EXERCISE AIM
Rewrite the entries as a numbered list, starting with the line that contains "Tag the plastic bottle" and continuing through the last line of the entries, with both ends included. Leave out any blank lines.

+++ SUPPLIED ENTRIES

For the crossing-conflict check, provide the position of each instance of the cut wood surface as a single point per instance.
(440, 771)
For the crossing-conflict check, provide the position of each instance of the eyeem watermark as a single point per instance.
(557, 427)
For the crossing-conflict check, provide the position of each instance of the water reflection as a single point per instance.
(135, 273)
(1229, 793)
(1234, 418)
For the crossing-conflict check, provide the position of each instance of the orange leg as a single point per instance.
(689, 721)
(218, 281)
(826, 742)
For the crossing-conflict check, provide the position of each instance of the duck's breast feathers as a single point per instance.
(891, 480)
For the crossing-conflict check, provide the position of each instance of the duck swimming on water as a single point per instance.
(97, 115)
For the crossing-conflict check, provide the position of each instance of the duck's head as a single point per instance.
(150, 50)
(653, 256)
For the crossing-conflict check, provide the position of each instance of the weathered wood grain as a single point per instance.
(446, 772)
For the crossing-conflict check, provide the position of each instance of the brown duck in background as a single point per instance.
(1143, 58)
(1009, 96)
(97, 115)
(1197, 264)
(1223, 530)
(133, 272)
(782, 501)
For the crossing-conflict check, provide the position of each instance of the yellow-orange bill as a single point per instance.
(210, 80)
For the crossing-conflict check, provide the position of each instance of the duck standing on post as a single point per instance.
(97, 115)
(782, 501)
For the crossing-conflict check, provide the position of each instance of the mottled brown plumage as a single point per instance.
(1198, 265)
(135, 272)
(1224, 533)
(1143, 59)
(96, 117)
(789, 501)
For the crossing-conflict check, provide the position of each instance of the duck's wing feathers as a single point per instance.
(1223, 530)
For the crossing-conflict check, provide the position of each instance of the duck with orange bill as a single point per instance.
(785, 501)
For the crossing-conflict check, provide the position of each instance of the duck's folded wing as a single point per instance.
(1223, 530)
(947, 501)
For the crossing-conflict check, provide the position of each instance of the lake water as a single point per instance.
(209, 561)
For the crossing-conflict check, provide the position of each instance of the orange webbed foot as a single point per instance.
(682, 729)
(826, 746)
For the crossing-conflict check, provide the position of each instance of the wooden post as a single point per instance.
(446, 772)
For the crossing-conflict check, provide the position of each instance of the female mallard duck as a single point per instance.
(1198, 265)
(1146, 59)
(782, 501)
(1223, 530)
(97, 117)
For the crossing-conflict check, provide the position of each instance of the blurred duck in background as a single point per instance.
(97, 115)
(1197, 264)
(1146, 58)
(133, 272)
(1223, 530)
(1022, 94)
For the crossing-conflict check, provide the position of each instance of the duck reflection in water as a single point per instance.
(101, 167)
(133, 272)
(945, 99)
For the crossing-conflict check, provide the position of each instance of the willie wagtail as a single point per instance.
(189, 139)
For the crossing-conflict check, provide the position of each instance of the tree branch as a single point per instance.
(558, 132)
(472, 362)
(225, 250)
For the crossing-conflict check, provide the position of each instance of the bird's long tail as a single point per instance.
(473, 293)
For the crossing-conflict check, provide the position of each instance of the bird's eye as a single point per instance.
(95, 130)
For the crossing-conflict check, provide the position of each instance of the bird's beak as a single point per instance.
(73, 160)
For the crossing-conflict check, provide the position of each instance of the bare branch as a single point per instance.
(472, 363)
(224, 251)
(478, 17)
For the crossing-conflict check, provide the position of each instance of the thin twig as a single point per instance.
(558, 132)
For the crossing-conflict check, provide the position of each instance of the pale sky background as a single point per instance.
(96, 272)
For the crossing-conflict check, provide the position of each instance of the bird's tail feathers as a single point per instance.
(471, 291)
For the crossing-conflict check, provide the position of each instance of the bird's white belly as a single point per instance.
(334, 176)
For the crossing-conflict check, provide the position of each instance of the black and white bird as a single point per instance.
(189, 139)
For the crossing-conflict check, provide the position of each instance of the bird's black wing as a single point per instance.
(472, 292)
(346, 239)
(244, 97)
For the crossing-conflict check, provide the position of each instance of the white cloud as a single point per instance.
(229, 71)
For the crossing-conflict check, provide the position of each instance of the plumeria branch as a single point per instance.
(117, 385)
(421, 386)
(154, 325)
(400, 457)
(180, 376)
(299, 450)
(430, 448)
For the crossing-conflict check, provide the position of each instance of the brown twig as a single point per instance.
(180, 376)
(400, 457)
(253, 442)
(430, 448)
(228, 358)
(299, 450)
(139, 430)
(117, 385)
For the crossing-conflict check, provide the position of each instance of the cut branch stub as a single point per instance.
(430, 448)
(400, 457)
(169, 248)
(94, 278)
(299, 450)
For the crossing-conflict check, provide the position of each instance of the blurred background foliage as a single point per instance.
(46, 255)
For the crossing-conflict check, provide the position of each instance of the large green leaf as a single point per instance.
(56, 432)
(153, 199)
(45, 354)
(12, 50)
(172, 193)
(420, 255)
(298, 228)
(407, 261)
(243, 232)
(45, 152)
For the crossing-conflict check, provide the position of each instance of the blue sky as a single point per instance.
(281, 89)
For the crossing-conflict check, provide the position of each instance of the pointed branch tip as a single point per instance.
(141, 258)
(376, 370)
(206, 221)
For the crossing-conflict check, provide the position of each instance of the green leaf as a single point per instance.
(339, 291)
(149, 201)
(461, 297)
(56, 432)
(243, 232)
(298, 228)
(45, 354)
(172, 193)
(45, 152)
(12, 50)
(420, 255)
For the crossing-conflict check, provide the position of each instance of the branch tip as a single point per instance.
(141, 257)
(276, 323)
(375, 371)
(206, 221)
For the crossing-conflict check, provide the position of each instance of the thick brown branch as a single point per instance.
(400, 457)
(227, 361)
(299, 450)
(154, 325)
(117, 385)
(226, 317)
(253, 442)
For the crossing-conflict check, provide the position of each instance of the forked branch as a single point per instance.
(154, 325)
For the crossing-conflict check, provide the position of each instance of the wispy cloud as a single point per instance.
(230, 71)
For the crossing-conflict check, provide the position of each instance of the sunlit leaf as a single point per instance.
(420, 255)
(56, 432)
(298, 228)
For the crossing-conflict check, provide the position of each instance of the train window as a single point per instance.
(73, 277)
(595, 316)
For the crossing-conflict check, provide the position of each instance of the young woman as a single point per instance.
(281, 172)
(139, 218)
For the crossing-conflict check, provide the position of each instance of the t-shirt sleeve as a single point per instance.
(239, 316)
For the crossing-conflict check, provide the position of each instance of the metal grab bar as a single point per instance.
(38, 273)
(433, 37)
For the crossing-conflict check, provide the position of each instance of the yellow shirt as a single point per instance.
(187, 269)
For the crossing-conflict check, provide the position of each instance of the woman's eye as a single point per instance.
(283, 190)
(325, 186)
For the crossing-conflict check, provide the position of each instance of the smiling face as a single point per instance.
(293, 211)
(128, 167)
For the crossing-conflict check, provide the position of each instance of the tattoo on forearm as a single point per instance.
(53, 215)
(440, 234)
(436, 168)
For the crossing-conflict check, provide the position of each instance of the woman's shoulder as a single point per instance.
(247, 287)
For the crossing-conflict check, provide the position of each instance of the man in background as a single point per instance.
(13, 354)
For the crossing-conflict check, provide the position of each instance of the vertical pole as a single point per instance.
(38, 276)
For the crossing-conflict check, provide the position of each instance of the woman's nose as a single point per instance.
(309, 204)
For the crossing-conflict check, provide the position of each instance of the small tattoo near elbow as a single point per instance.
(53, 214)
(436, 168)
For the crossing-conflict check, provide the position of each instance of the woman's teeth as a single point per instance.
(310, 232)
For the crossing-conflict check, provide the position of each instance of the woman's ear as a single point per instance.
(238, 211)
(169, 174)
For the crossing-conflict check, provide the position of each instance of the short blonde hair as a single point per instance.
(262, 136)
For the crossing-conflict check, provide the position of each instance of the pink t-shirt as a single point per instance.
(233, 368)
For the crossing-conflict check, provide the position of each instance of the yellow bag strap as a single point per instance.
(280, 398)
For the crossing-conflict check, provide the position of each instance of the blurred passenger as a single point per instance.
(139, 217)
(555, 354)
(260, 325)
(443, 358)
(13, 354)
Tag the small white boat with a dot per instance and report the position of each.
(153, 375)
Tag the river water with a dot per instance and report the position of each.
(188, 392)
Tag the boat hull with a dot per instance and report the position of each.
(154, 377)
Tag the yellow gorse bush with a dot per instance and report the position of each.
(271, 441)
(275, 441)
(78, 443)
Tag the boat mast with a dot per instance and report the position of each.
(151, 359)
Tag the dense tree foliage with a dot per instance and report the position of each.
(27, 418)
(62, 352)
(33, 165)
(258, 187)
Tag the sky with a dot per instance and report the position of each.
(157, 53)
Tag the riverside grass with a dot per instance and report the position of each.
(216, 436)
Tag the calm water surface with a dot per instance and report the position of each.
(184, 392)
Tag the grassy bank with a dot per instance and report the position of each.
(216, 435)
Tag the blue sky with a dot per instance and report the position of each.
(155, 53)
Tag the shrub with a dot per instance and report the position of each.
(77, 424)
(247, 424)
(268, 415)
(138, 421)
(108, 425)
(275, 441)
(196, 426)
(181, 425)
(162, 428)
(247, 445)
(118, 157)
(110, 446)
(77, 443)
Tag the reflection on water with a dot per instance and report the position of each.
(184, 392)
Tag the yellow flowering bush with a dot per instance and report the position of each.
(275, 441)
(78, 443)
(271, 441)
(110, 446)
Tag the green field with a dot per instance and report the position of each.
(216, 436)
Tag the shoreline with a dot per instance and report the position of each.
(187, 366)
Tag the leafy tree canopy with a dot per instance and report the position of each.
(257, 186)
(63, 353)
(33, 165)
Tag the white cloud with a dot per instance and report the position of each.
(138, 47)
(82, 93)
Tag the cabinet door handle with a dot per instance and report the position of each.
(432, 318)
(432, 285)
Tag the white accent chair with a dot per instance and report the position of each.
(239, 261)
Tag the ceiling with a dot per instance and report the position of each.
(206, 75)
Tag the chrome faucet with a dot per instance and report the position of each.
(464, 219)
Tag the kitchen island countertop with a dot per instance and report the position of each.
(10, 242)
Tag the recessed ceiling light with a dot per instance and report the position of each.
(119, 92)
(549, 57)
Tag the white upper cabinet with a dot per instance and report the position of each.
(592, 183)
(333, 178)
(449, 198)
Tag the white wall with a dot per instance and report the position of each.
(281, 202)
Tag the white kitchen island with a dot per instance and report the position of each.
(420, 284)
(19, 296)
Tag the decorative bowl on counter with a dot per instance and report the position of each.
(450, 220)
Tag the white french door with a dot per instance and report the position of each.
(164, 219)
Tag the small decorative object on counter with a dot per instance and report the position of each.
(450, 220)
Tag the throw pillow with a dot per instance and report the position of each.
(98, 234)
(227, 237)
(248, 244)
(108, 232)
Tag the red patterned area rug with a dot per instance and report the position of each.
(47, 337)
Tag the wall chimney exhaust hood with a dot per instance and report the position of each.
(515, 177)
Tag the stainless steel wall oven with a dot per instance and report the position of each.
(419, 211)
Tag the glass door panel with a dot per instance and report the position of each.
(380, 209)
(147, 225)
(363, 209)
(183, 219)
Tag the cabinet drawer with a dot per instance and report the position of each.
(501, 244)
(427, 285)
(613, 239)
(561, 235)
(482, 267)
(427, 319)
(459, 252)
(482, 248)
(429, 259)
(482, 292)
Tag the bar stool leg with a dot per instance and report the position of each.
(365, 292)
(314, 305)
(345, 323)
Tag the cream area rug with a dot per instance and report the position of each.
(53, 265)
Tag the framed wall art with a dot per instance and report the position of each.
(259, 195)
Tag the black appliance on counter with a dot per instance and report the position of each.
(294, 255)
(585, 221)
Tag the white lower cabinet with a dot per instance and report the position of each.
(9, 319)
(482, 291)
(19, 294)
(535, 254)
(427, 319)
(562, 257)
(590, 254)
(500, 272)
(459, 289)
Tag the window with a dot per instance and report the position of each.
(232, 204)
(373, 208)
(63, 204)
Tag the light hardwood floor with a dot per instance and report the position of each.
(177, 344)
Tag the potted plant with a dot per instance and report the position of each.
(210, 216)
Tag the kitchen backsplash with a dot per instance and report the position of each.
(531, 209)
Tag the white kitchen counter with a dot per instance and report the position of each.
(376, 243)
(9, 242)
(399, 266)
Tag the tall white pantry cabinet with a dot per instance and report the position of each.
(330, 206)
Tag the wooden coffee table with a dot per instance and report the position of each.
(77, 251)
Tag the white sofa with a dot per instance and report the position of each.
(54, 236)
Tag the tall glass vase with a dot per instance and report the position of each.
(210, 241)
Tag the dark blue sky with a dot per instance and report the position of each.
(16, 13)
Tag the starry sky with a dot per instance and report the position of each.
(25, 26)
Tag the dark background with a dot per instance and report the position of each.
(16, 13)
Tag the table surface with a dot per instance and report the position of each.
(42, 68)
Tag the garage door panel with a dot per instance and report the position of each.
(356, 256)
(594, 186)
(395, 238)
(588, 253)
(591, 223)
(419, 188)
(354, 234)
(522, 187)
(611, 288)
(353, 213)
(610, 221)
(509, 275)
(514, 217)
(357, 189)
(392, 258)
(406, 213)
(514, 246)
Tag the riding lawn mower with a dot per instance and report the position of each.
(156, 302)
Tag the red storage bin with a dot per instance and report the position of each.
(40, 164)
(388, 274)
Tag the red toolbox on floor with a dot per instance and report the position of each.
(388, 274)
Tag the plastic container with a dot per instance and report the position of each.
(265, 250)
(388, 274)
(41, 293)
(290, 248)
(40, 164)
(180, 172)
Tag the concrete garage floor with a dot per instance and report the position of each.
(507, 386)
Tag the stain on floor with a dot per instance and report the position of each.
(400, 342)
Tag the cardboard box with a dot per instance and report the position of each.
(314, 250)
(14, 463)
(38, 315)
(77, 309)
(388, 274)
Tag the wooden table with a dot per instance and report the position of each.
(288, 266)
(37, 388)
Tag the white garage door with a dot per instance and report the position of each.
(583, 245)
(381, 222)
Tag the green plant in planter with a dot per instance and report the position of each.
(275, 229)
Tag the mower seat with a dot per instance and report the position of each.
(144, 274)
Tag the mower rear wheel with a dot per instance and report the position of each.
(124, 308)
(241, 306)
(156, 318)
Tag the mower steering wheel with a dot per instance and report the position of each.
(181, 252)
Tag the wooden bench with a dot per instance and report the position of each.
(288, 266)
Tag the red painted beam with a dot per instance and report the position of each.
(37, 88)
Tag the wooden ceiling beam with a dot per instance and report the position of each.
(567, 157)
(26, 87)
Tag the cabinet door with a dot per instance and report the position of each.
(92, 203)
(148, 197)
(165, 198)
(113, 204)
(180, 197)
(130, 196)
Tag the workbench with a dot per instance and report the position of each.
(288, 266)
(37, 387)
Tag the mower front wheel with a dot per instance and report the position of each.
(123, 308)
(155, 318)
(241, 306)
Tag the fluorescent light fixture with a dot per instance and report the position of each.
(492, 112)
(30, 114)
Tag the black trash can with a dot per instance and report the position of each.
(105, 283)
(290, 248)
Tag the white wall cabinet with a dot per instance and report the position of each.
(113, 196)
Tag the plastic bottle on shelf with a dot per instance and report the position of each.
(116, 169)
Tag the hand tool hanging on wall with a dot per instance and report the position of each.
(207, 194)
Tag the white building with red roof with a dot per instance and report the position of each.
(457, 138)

++++++

TASK RESULT
1. Tag the plastic bottle on shelf with a dot per instance and report the position of each.
2. (116, 169)
3. Tag the hand tool hanging on wall with a dot per instance and report the position of each.
4. (207, 194)
5. Tag the white building with red roof with a dot per instance and report the position of each.
6. (457, 138)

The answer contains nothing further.